(Records excerpted from a collection)
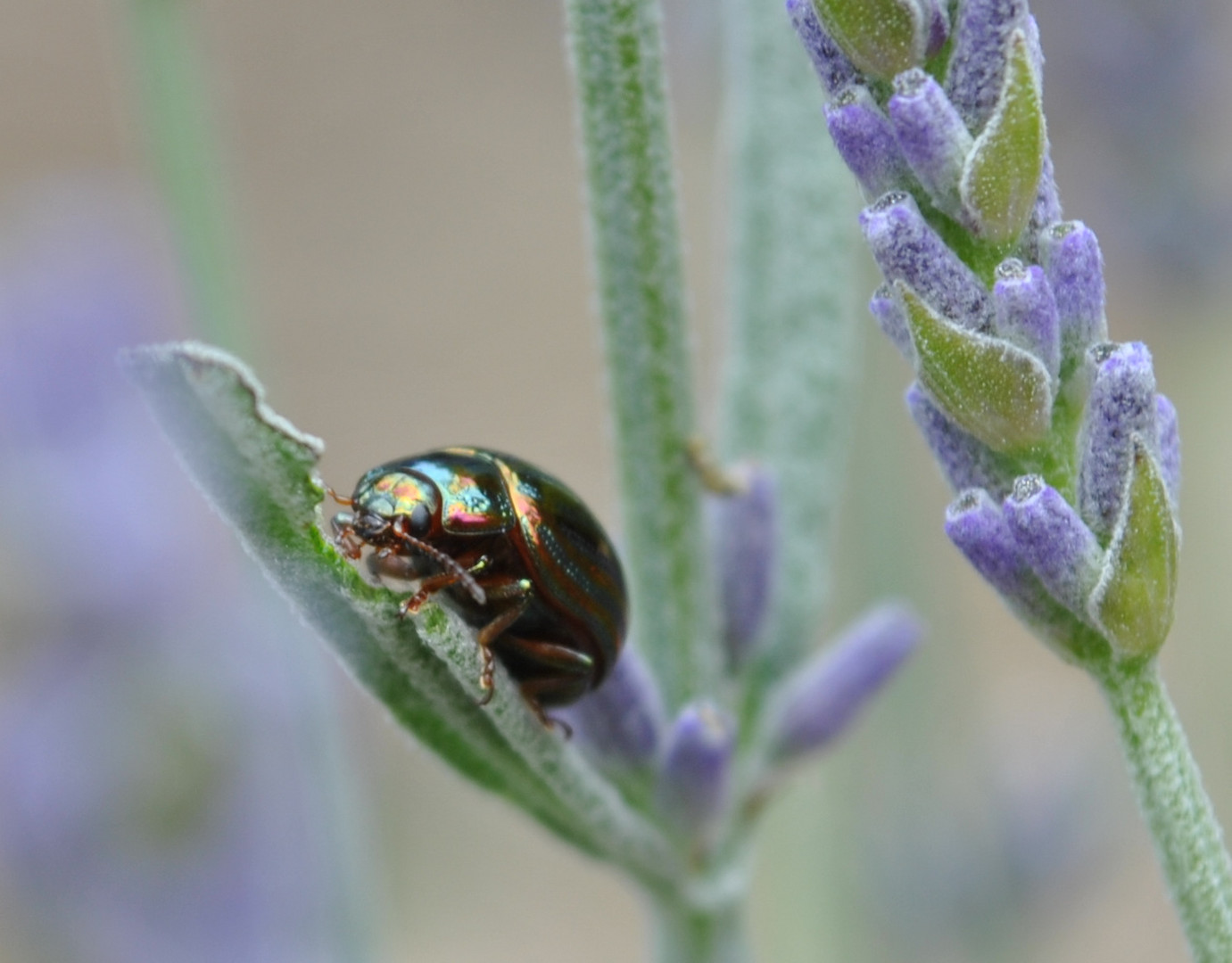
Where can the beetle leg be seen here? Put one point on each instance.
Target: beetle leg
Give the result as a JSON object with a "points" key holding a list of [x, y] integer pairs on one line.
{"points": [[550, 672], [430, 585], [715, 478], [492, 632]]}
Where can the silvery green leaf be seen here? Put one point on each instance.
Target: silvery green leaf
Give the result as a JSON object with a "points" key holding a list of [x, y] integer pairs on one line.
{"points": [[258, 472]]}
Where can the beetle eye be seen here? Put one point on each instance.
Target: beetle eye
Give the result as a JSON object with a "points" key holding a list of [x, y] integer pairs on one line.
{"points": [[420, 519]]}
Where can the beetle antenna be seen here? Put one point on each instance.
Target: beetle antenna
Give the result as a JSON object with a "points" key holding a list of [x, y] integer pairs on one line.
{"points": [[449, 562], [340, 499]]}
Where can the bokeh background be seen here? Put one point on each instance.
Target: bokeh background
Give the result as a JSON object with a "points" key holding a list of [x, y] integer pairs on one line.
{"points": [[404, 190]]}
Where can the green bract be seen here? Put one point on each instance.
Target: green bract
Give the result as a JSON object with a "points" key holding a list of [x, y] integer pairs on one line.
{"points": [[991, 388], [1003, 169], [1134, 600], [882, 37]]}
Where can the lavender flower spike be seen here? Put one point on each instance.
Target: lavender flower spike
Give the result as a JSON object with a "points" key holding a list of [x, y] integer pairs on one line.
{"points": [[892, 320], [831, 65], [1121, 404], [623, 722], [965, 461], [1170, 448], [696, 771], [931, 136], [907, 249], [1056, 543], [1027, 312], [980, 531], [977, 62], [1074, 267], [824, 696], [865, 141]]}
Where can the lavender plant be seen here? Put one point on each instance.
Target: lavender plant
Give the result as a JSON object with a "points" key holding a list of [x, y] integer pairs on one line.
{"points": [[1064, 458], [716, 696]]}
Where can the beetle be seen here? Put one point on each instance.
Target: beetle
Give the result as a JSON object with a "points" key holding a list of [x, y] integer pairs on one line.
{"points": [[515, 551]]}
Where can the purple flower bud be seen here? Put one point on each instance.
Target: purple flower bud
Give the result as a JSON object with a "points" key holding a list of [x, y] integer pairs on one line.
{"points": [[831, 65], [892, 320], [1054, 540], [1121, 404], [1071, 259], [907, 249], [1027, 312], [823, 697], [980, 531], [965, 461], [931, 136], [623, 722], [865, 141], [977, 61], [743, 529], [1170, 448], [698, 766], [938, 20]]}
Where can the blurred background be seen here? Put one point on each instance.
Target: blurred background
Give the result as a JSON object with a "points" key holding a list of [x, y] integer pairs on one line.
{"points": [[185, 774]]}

* * *

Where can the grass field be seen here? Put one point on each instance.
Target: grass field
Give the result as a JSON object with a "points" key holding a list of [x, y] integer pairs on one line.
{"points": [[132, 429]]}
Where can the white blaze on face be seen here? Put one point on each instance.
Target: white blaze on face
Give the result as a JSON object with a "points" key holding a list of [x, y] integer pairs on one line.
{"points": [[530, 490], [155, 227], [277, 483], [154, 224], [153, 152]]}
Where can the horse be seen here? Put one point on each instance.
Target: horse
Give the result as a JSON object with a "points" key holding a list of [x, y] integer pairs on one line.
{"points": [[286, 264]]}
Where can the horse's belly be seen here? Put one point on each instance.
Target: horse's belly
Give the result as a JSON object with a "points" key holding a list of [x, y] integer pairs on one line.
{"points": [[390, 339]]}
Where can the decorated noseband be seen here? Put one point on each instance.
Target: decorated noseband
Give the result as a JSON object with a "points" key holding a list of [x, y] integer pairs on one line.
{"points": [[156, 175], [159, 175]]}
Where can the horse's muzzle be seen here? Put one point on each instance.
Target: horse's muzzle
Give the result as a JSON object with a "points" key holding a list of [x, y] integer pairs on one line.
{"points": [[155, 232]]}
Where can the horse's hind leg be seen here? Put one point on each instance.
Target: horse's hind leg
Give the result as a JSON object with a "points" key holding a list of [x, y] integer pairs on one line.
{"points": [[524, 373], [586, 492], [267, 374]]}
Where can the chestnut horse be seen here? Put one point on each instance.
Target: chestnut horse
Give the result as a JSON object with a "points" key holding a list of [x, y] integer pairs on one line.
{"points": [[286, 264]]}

* * *

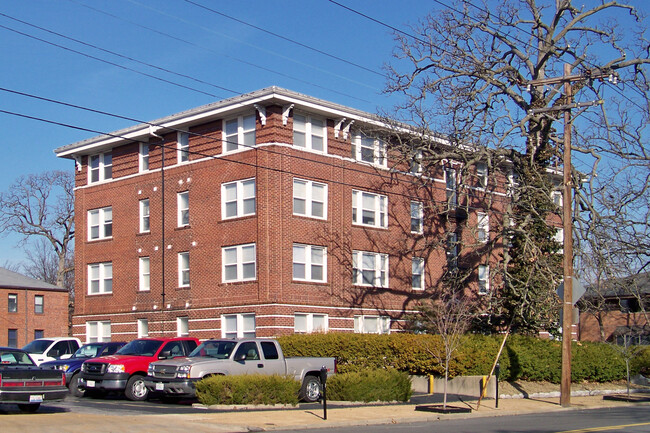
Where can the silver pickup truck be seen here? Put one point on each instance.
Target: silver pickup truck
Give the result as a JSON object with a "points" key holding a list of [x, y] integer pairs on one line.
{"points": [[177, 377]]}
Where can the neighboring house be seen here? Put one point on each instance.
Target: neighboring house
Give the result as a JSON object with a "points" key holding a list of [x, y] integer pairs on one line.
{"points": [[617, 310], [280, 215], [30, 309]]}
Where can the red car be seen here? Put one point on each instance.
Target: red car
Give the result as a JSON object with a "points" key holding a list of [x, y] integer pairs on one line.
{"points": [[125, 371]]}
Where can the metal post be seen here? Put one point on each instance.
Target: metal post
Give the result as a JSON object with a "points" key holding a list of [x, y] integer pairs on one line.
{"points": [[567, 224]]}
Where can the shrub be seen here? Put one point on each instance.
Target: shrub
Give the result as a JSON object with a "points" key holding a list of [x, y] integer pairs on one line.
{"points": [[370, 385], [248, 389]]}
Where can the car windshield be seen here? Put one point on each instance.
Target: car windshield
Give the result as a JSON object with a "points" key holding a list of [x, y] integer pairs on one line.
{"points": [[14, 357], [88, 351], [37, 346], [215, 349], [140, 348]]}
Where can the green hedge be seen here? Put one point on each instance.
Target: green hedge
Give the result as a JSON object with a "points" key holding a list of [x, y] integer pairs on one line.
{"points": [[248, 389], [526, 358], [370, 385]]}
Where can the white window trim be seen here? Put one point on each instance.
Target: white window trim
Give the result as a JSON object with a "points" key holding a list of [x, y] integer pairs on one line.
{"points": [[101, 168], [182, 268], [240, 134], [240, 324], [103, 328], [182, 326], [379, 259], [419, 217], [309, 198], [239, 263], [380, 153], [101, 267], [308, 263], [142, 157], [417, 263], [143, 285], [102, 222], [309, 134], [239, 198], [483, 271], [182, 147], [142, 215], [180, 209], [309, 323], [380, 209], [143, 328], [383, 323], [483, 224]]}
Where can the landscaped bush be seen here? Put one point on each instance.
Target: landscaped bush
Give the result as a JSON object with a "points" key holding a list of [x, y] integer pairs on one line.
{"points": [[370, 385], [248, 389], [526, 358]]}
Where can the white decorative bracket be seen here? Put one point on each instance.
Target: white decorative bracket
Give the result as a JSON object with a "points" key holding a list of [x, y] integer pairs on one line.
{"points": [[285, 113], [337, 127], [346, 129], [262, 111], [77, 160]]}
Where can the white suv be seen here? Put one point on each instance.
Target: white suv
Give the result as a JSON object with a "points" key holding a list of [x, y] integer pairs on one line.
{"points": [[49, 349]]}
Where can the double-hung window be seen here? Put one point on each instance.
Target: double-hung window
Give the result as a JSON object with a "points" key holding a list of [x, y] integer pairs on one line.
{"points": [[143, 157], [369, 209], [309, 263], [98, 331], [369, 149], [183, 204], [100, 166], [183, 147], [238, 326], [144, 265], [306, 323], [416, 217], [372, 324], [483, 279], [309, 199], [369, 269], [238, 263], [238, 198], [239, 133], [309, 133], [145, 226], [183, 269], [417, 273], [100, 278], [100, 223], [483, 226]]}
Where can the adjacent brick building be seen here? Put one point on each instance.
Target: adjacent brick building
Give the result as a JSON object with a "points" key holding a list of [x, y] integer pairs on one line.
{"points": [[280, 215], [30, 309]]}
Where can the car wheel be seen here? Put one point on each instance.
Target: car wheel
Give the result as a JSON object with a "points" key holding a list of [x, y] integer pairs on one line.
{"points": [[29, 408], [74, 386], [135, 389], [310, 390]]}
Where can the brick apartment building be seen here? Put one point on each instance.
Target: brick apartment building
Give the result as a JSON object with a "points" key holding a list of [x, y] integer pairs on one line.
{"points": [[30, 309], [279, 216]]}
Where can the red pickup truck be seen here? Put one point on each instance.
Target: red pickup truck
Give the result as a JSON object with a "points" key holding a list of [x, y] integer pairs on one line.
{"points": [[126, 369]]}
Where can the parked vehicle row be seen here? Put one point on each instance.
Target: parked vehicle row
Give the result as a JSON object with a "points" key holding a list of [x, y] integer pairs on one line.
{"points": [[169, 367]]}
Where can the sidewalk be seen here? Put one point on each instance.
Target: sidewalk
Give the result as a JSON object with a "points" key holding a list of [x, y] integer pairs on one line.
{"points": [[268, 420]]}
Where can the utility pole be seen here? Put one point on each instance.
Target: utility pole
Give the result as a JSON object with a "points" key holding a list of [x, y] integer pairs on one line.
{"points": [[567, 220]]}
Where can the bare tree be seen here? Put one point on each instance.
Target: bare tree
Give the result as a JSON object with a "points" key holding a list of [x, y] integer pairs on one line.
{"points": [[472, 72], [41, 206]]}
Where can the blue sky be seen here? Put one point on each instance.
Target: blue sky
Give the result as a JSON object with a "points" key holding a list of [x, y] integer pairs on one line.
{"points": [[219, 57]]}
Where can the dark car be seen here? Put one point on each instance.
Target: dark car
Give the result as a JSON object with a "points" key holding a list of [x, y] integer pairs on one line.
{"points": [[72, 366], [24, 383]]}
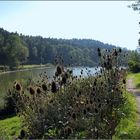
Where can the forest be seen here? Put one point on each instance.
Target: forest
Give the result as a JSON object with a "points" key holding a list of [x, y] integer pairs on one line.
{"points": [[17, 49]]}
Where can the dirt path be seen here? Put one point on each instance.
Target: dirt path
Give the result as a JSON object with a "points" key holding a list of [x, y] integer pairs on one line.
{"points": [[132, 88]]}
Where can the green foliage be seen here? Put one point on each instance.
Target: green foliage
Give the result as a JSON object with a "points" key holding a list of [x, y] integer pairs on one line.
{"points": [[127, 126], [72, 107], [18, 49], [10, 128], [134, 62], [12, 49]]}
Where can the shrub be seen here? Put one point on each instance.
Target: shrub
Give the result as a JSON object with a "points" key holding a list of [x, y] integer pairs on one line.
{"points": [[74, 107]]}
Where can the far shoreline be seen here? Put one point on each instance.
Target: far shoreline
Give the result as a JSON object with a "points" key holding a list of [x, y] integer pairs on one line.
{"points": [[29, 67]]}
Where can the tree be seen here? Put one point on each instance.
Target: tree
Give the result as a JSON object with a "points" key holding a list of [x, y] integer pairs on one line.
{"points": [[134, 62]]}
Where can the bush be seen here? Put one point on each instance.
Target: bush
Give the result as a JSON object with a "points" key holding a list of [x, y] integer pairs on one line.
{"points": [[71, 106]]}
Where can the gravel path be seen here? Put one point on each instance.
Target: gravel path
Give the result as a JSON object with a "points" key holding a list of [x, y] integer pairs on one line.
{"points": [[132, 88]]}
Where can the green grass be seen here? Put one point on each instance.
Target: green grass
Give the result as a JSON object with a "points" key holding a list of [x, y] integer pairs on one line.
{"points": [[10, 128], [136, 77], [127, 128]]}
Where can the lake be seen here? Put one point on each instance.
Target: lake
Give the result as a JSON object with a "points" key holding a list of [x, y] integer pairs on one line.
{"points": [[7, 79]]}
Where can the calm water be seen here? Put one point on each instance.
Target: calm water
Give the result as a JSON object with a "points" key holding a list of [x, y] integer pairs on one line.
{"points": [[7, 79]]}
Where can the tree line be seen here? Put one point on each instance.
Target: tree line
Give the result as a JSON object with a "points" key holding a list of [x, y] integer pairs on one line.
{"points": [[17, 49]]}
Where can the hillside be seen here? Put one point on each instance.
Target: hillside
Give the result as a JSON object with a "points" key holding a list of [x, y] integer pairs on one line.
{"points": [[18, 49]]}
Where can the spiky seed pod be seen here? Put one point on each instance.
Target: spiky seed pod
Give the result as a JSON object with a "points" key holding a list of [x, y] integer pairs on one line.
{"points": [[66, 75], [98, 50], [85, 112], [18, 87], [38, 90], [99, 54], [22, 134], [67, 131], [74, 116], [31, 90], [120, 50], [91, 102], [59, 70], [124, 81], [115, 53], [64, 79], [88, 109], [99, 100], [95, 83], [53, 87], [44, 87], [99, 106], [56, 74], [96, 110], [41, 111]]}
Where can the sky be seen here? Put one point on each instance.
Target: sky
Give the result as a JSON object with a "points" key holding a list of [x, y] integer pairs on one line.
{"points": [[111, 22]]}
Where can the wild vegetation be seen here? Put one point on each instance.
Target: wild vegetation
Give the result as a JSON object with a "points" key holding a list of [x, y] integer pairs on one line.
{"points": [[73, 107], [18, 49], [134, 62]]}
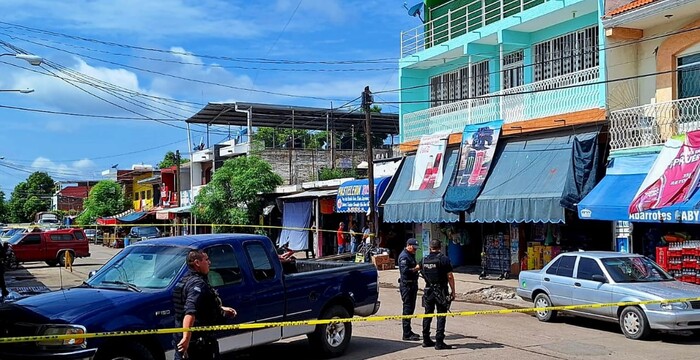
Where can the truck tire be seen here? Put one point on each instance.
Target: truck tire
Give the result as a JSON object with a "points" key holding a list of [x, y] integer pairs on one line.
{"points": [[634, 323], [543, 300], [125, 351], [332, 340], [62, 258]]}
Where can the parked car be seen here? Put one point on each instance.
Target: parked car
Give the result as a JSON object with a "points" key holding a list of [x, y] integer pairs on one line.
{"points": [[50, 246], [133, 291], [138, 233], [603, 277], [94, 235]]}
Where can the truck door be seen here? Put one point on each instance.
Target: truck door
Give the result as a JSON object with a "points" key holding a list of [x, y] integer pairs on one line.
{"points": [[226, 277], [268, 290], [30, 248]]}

## What you should do
Copy, from the lines above, each one that holds "forest".

## Problem solution
Where can the forest be seen here? Put one point on each instance.
Target: forest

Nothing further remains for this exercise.